[Questions]
a: In the trip account, how many students a year does IACT accept, and from which high school?
b: Please duplicate the part of the trip account that opens with the words containing "I went out onto" and closes with "used to you.".

[Selected excerpt]
I went out onto the Malibu Pier to digest and watch the surfing competition at Surfrider Beach next door while the sunset. I’ll always be a New Englander to my cold, frozen core, but Malibu, I could get used to you.


 

Monday, September 8th

 


The next morning I woke up, went for a run, and then began working my way east through the San Fernando valley before turning south back into LA proper:

  • 8:45AM – John Francis Polytechnic High School, a public high school with a math/sci magnet in Sun Valley and home of the “Poly 5” you may have heard about if you’re from the greater LAUSD area. Jeff Hunt, the EC for Poly, and I spoke to about 100 students from all grades in the Poly library.
  • 12:00PM – Van Nuys High, a public high school with both a math/sci and a medical magnet program. I spoke to about 15 students at the college counseling center as well as an entire 11th grade Physics class, and they kindly accommodated me even though a film was being shot on campus the same day.

After these two visits, I drove south into the heart of LA to visit i.am College Track (IACT) in Boyle Heights. IACT is a local chapter of the national College Track CBO run in partnership with will.i.am’s i.am.angel foundation. IACT, which has been running for three years, accepts 60 students a year from Roosevelt High in Boyle Heights and provides extra mentoring, tutoring, and college advising; next year will be their first graduating class. I spoke to about 20 students here.

After I left IACT, I drove into South Central LA, where I met my friend Rogelio at La Carreta. Rogelio grew up in South Central and graduated from UCLA. We were grad students together at CMS and Civic and he’s now back home doing his PhD at USC under former MIT Professor Henry Jenkins. He’d promised me ‘real’ Mexican food under his guidance; I don’t know what makes Mexican food ‘real’ or ‘fake,’ but now I know mulitas are a thing and that I love them:

 


 

Tuesday, September 8th


My last day in LA was also my busiest:

  • 8:30AM – Bell High, a public high with a gifted STEM magnet, where I met without about 80 students, including what I believe were the entire AP Physics and Calculus classes (who were excused to come hear me speak and packed into the college counseling center to do so).

[Dataset records]
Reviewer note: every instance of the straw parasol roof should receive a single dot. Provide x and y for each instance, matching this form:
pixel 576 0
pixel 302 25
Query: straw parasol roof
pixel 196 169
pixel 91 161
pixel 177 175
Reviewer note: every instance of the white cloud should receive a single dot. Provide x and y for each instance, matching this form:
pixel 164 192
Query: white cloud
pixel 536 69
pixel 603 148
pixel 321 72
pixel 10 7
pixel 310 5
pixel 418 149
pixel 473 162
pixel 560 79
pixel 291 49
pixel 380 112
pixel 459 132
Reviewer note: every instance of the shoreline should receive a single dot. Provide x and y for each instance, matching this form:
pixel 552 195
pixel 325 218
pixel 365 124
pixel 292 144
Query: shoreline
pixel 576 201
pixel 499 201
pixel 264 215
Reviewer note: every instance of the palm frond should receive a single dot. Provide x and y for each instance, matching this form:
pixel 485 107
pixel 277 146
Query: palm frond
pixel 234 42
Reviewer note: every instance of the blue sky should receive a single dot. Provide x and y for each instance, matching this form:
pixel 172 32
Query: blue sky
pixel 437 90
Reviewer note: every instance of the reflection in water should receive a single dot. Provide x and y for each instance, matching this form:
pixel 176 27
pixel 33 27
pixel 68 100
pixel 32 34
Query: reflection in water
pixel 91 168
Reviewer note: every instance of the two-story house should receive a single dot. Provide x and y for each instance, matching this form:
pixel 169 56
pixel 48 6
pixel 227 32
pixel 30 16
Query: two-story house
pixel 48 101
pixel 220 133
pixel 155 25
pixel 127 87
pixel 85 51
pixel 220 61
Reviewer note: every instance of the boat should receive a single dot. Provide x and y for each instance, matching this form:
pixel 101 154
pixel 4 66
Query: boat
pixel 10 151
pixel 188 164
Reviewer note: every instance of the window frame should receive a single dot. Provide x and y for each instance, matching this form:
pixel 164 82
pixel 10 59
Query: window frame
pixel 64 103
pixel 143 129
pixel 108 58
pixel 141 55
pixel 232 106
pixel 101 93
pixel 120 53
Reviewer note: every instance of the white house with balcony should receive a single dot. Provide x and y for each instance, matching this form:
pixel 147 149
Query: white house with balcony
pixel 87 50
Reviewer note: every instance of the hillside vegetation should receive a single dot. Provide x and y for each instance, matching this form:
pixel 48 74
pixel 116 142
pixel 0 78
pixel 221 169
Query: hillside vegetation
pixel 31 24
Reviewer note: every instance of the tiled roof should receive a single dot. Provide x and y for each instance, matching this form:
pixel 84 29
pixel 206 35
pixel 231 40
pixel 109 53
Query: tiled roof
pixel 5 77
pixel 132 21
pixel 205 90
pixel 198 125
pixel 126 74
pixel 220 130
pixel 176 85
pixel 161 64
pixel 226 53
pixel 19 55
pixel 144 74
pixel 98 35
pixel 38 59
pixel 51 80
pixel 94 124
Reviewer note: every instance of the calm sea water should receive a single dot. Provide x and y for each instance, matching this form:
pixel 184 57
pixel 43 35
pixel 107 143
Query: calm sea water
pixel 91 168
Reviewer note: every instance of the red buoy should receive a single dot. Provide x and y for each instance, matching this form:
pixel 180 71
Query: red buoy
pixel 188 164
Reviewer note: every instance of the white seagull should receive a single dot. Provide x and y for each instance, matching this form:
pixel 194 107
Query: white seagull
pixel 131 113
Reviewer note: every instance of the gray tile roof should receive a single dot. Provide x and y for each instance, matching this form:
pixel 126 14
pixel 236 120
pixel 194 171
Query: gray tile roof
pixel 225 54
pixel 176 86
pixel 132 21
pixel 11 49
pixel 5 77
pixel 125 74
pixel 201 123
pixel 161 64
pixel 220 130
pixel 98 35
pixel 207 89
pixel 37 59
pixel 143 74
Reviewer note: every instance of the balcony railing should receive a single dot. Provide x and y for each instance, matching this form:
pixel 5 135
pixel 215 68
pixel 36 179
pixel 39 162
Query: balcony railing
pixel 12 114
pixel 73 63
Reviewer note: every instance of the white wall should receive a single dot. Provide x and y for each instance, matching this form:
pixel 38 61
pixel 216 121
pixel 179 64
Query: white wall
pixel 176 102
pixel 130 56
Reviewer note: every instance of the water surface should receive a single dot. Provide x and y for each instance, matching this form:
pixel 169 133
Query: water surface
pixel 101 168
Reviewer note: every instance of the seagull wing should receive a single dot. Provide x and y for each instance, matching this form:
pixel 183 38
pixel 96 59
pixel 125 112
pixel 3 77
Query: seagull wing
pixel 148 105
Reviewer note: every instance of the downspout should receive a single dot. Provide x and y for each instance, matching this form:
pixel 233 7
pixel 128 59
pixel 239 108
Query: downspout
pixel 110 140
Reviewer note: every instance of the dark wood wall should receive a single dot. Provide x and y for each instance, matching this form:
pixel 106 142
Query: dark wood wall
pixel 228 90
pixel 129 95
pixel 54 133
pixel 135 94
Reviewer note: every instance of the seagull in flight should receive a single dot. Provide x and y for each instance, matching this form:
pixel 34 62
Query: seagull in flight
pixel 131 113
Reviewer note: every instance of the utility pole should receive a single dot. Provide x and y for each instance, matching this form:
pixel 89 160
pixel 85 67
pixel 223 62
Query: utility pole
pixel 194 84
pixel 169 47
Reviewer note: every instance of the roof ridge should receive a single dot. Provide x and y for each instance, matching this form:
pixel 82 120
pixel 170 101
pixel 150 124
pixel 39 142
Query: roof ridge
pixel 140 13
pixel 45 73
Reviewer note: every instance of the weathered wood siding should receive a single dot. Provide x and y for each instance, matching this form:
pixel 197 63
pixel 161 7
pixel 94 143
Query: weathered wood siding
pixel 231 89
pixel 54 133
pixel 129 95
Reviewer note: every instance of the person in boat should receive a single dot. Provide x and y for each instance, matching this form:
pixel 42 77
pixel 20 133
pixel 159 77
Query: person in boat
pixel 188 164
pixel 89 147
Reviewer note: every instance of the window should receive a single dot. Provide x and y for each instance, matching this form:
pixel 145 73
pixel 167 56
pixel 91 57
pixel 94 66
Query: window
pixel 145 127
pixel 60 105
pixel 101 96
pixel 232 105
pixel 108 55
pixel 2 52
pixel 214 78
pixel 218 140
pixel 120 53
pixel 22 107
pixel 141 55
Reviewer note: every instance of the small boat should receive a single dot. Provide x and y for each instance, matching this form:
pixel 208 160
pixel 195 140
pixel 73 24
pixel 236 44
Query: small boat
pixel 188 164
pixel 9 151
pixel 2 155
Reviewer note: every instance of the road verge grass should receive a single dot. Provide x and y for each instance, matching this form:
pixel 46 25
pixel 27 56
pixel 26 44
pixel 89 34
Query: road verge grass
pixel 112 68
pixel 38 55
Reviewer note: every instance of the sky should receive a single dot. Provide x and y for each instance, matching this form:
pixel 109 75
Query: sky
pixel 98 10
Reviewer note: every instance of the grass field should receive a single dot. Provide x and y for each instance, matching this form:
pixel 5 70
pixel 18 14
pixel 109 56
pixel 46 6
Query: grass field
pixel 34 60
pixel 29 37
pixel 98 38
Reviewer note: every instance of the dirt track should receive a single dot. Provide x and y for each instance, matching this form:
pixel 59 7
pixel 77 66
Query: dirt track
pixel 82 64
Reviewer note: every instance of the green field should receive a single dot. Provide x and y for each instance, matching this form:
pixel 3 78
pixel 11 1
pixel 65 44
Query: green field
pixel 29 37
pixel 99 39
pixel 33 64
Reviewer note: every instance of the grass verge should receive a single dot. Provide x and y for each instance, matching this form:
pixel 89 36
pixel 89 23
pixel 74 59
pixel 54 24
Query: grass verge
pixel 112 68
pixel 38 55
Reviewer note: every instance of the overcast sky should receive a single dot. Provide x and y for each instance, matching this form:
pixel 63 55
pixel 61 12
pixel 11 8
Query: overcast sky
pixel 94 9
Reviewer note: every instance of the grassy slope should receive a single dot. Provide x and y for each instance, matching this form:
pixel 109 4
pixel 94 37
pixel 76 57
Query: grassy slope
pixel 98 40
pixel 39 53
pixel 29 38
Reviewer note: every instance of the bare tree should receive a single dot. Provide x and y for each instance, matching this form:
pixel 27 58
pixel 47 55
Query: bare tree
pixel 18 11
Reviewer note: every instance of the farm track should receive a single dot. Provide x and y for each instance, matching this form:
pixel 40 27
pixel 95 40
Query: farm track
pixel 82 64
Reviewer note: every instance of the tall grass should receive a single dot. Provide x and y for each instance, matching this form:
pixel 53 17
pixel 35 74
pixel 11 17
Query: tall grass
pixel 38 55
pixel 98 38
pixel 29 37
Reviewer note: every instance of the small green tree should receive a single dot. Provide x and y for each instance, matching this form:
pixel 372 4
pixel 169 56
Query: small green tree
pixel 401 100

* * *

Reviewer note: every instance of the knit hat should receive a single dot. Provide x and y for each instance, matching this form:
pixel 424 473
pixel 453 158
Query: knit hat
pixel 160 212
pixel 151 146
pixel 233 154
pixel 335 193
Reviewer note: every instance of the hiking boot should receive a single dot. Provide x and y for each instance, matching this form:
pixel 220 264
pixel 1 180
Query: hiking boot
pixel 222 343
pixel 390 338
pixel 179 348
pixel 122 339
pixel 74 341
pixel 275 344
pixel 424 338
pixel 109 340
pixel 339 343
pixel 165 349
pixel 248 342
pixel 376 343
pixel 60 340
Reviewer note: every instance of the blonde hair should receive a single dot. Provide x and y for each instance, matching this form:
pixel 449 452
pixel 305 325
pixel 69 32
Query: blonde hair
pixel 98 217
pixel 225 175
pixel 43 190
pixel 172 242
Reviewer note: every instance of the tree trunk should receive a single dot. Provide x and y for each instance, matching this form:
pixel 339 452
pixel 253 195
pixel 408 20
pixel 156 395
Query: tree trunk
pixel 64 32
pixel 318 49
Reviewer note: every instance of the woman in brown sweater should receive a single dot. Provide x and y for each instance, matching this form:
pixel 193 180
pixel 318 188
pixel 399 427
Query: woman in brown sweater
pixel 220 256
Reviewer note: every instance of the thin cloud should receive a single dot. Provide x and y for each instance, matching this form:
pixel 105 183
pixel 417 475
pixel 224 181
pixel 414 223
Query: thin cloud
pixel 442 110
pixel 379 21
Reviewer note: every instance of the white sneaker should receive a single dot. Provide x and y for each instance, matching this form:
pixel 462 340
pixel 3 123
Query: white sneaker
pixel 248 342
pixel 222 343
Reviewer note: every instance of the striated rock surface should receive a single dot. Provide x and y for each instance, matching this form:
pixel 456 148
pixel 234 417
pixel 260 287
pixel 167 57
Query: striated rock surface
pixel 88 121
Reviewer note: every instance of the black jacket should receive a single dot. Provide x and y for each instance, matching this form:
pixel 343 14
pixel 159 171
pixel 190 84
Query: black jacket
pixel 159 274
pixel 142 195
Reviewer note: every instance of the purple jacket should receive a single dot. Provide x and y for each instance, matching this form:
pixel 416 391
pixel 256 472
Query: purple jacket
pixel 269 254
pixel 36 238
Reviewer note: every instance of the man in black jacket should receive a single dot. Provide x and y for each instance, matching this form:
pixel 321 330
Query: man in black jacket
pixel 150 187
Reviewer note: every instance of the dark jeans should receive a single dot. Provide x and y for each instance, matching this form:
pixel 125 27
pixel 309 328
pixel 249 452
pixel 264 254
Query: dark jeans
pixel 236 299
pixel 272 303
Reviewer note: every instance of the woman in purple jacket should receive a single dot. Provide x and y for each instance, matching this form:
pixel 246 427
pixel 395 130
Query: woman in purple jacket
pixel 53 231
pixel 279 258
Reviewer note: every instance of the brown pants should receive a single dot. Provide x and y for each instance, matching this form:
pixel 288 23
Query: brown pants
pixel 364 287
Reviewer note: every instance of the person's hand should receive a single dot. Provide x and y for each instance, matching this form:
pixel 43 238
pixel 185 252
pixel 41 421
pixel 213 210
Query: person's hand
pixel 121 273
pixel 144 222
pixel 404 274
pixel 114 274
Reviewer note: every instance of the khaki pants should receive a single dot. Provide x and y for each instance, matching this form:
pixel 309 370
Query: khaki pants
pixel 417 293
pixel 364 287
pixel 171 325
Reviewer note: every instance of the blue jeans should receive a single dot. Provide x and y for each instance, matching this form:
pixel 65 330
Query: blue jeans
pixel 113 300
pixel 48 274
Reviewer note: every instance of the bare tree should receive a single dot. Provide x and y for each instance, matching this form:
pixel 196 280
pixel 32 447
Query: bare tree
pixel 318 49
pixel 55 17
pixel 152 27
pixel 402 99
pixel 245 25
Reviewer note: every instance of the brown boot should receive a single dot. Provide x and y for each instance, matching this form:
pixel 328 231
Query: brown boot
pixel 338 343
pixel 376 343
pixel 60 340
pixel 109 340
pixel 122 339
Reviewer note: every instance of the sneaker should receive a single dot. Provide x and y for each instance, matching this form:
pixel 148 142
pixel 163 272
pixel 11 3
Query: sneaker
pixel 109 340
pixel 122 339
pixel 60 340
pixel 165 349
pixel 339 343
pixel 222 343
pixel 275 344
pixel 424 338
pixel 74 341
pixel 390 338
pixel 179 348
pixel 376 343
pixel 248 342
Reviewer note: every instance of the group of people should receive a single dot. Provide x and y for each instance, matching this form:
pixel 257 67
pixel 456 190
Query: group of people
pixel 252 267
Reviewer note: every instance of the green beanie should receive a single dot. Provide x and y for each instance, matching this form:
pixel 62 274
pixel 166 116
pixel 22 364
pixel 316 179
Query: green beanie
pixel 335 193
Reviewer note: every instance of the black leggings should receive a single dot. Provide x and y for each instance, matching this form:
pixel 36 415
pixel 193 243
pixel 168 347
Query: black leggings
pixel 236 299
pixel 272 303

---

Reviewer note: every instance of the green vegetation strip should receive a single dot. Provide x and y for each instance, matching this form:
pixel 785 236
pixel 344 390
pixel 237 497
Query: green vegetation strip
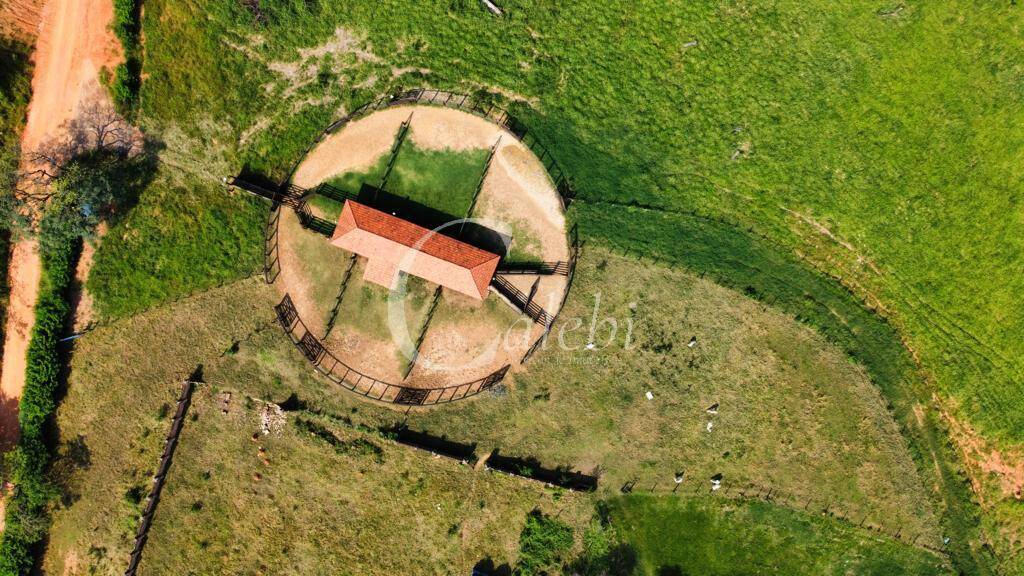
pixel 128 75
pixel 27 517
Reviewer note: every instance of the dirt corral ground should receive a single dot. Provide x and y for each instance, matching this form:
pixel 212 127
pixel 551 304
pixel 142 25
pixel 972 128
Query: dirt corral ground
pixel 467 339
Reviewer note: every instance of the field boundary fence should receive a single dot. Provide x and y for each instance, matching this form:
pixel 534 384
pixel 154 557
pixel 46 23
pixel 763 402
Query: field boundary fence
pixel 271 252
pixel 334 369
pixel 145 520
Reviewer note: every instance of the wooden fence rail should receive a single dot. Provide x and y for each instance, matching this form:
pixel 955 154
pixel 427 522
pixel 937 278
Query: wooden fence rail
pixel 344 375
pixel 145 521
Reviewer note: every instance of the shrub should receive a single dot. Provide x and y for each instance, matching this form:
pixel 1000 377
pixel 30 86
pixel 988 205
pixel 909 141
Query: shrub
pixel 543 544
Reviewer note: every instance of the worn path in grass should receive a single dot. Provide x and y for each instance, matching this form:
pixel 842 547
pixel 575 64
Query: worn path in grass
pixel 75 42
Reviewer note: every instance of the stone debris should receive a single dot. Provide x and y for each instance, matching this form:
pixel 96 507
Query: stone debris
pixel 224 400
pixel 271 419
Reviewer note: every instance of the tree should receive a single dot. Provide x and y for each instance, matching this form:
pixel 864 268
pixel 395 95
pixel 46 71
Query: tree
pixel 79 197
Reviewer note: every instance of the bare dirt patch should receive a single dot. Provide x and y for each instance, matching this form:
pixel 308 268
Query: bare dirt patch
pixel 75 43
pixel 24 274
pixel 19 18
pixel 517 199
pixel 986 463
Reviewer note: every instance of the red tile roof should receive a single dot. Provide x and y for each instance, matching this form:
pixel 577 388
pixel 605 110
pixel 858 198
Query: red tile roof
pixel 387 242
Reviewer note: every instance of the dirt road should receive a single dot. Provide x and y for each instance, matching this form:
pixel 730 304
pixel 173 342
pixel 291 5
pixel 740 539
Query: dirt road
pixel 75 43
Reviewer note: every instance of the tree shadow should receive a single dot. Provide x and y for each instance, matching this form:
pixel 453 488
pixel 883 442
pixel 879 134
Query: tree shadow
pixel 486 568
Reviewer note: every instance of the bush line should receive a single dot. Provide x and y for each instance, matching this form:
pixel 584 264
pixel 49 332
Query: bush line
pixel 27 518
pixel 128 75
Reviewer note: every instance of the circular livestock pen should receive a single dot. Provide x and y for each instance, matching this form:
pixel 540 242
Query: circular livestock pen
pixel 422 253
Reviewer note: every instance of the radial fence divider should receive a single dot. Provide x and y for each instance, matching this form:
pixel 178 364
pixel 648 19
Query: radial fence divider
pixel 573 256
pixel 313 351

[Your written answers]
a: 60 students a year from Roosevelt High in Boyle Heights.

b:
I went out onto the Malibu Pier to digest and watch the surfing competition at Surfrider Beach next door while the sunset. I’ll always be a New Englander to my cold, frozen core, but Malibu, I could get used to you.